Plus tard, à la mort de l'empereur Théodose, en 395, l'empire est divisé en deux : l'Empire romain d'orient et l'Empire romain d'occident. Rome, qui n'a jamais accepté de ne plus être la capitale de l'Empire, va alors utiliser le christianisme pour tenter de retrouver sa grandeur passée et essayer de dominer l'Empire d'orient.

Elle va se servir de la religion comme moyen politique d’hégémonie revendiquée. Elle développera, par exemple, la théorie du pape Vicaire du Christ (représentant du Christ sur terre), titre revendiqué pour la première fois par le pape Innocent III, au XIIème siècle. Ou encore la théorie de l'infaillibilité du pape, définie comme dogme au premier concile œcuménique du Vatican, en 1870.

La France sera considérée, pendant des siècles, comme le bras armé de l’Église catholique.  C'est en France que seront levées les croisades. Les exemples seraient nombreux à développer. Je relèverai seulement que c'est pour bénéficier du soutien militaire des rois de France que les maronites libanais se sont rattachés à Rome en 1182. Ils resteront sous leur protection jusqu'à la création du Grand Liban, où ils prendront les rênes du pouvoir.

§ **Consignes**:
**a)** Relevez toutes les années écrites en chiffres dans le texte sur Rome et le christianisme.
**b)** Poursuivez le texte sur Rome et le christianisme après sa dernière phrase.

(Lignes du jeu de données)
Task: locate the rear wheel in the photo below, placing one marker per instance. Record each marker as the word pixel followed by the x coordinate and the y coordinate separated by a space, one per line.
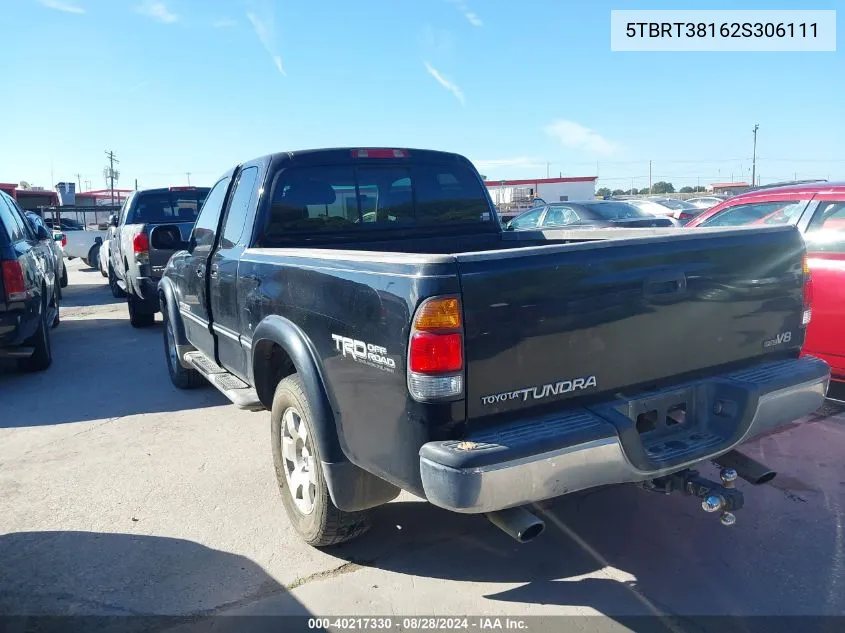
pixel 42 357
pixel 179 376
pixel 137 317
pixel 116 290
pixel 299 472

§ **Réponses par consigne**:
**a)** 395, 1870, 1182

**b)**
La famille Borgia, au cœur de la papauté durant des décennies, et tristement célèbre pour sa débauche, n'est que la face la plus visible de cette emprise du pouvoir sur la religion. Elle n'en est malheureusement pas l'unique exemple.

Ainsi, petit à petit, environ du Vème siècle jusqu'à très récemment, les papes façonnent et réécrivent l'histoire à leur convenance, rendant toujours plus compliquée, voire impossible, une union des chrétiens. En cela, le pape François donne l'impression de se démarquer de cette conduite et, s'il réussissait à ramener son Église à l'essence de ses valeurs, il pourrait poser les bases d'un rapprochement des chrétiens.


Ce qui fixe l'appartenance à l’Église orthodoxe est la profession de la même foi (symbole de la foi du premier concile œcuménique). Les différentes églises du monde sont unies par cette foi commune. Cette union fait que je peux aujourd'hui communier en Roumanie, en Grèce, en Russie ou en Syrie, sans distinction.

Par contre, pour faire partie de l’Église catholique, il faut reconnaître au préalable l'autorité du pape. Un évêque, ou un prêtre, qui croirait en Dieu suivant tout ce que prescrivent les canons de l’Église, mais ne reconnaîtrait pas l'autorité du pape, ne pourrait pas faire partie de l’Église catholique. Le rituel de consécration d'un évêque est sans équivoque sur ce point.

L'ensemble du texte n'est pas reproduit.